Excerpt to read –
"""
As part of London International Shipping Week 2021, Mike Tinmouth, cofounder at ACUA Ocean, joined a range of investment managers, CEOs and maritime figureheads to discuss:
“What impact has Covid-19 had on maritime digitalisation? Get a real insight into the latest trends and findings from Inmarsat's new digital research, updates on the UK’s progress towards the Maritime 2050 strategy and discover more about the leading tech trends and who’s leading the innovation race in 2021.”
COVID-19 and a (semi) autonomous world
COVID-19 demonstrated the maritime industry's overwrought reliance on crewed solutions and its general lack of resilience to global challenges; including the displacement of crew and cargo across the globe.
On top of this, we have the growing threat of climate change and the urgent need for service providers to comply with clean maritime initiatives, which are starting as soon as 2025. This will involve substantial vessel redesign, changes to business models and the reconfiguration of supply chains. With global impact events like a pandemic likely to become the new norm, uncrewed or reduced crewed operations provide hopeful opportunities for the the industry to react to a world in a constant state of change and sea change, whilst remaining dynamic in the face of we need to be prepared for those challenges resulting from increased autonomy and cybersecurity.
The maritime sector is poised for an unprecedented digital boom, as both traditional marine operators and investors wake up to the opportunities that digitisation provides. Research conducted for maritime consultancy firm Thetius shows that, to date, maritime digitisation has been largely focussed on logistical and communication optimisation and integration of AI for the likes of collision avoidance. However, we expect this to change considerably in the next 12-18 months as three key trends emerge:
1. Vessel systems automation
A renewed focus on autonomy in the vessels’ internal systems - specifically around predictive maintenance and the performance of equipment, as well as the optimisation of power systems.
"""
Dataset content –
"""
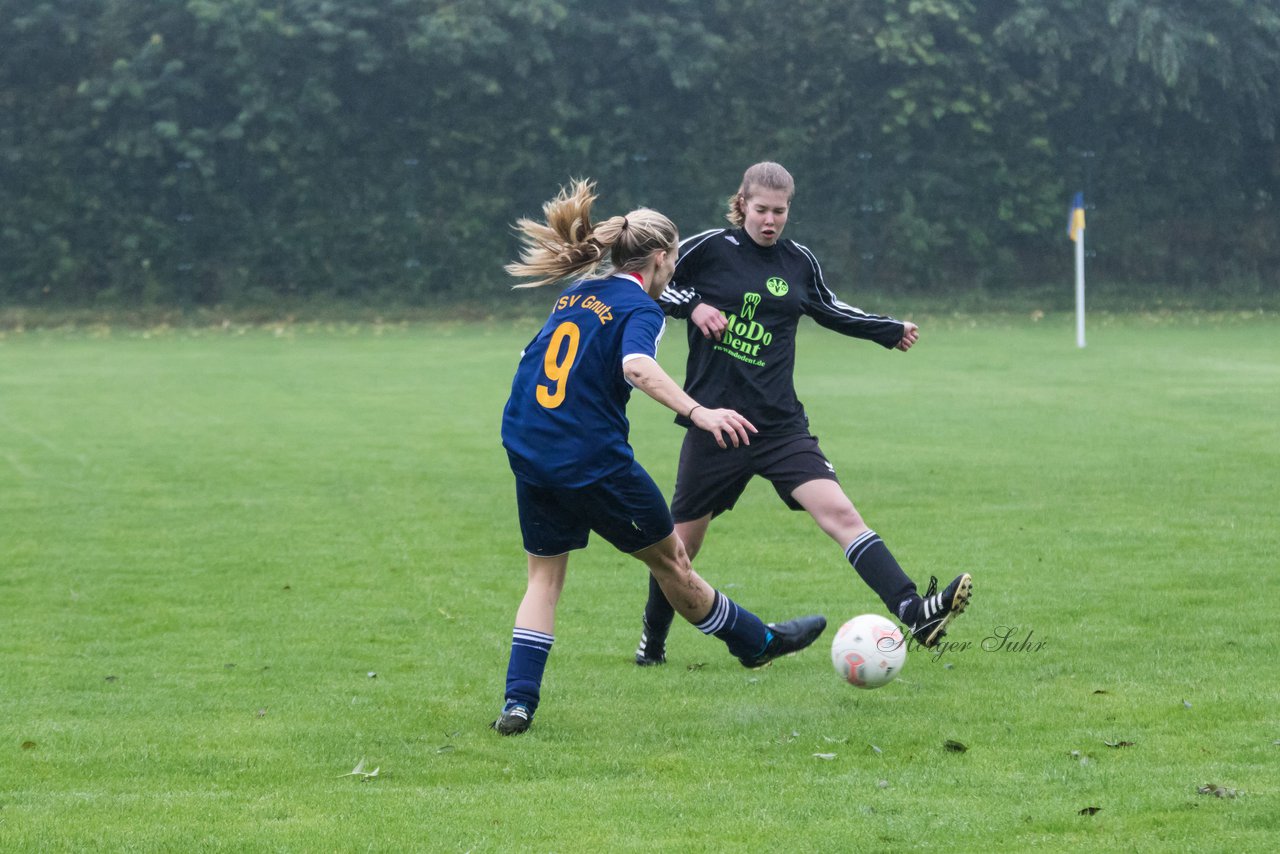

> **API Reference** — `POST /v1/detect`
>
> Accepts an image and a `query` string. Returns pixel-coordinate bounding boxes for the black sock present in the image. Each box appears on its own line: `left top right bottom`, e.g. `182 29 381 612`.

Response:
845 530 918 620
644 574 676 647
"""
"""
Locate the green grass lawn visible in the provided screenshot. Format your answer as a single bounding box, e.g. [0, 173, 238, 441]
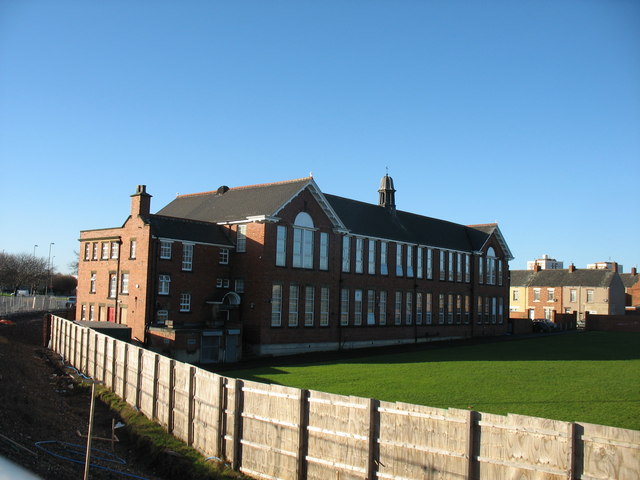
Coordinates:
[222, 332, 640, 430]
"""
Answer these questions from the text on maritime digitalisation:
(a) At what event did Mike Tinmouth join the discussion?
(b) How soon are clean maritime initiatives starting?
(c) According to research conducted for Thetius, what has maritime digitisation largely focused on to date?

Problem solution –
(a) London International Shipping Week 2021
(b) As soon as 2025
(c) Logistical and communication optimization, and integration of AI for the likes of collision avoidance